**Challenge**
Collect and copy out each line of the entries below that contains the string "target". Case counts.

***

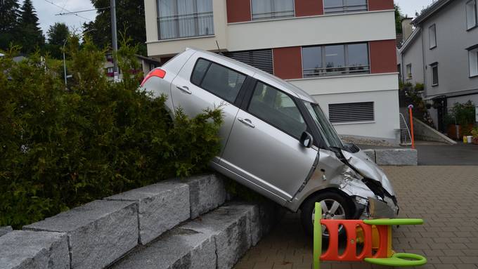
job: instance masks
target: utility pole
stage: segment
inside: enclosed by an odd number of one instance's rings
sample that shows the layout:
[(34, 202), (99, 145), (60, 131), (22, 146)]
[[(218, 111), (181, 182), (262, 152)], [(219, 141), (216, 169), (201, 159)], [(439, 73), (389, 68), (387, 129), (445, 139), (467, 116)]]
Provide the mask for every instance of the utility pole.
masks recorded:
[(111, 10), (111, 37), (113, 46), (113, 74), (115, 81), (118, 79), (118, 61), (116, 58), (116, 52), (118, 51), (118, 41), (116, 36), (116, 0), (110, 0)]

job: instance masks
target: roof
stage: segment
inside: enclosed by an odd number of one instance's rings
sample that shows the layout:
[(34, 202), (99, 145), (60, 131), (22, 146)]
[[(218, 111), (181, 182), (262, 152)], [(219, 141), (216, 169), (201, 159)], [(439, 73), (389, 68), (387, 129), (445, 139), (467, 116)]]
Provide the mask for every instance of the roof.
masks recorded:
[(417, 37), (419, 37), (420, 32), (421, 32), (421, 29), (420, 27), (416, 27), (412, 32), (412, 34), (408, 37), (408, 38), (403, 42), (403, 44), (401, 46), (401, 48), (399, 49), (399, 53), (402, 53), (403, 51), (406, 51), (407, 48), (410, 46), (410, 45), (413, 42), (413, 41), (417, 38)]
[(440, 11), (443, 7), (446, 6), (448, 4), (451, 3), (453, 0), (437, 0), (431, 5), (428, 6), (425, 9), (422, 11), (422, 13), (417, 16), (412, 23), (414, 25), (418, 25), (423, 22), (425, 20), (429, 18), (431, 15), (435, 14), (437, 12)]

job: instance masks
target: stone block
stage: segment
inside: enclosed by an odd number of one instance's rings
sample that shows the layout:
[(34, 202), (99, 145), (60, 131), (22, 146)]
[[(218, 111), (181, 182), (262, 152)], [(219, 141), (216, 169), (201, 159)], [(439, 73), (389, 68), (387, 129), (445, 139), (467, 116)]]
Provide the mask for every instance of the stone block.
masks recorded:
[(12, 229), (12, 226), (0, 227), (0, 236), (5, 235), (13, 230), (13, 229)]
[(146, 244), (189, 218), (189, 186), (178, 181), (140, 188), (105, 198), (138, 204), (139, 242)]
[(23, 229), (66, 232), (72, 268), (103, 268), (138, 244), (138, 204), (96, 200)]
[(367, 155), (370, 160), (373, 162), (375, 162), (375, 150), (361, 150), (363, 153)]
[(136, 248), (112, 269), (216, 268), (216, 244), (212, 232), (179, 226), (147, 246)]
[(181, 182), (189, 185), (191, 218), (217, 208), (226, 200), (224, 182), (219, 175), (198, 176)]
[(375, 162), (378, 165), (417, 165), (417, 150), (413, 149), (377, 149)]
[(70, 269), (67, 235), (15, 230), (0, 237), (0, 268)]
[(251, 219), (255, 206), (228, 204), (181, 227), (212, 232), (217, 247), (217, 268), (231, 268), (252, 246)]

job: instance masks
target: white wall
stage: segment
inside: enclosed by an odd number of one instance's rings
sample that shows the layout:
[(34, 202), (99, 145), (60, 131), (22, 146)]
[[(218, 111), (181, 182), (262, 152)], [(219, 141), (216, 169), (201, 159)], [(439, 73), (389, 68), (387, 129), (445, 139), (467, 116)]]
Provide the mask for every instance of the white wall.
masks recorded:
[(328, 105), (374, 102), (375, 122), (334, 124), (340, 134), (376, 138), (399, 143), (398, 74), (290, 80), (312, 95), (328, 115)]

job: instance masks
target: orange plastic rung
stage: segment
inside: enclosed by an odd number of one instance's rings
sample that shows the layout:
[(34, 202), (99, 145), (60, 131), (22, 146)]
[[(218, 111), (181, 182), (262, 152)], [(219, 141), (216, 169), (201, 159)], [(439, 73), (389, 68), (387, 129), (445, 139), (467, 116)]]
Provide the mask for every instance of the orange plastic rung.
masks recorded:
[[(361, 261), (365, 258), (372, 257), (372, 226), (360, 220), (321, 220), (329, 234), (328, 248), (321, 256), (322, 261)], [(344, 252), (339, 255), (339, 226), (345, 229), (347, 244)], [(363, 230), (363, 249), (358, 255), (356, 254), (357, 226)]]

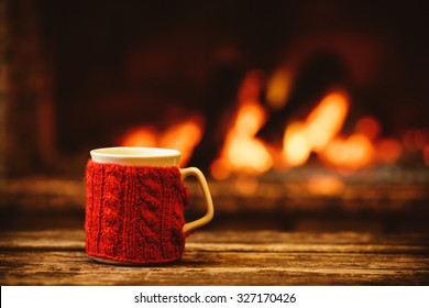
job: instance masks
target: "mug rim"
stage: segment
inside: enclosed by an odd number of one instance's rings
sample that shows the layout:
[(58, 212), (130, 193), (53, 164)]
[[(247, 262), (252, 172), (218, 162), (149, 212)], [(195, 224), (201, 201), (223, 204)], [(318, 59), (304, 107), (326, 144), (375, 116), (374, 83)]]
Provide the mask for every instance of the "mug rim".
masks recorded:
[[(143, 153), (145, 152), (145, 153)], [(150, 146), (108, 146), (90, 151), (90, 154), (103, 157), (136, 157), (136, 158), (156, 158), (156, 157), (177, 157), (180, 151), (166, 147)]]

***

**Exercise output**
target: utility pole
target: roof
target: stone block
target: white wall
target: orange plastic rung
target: "mug rim"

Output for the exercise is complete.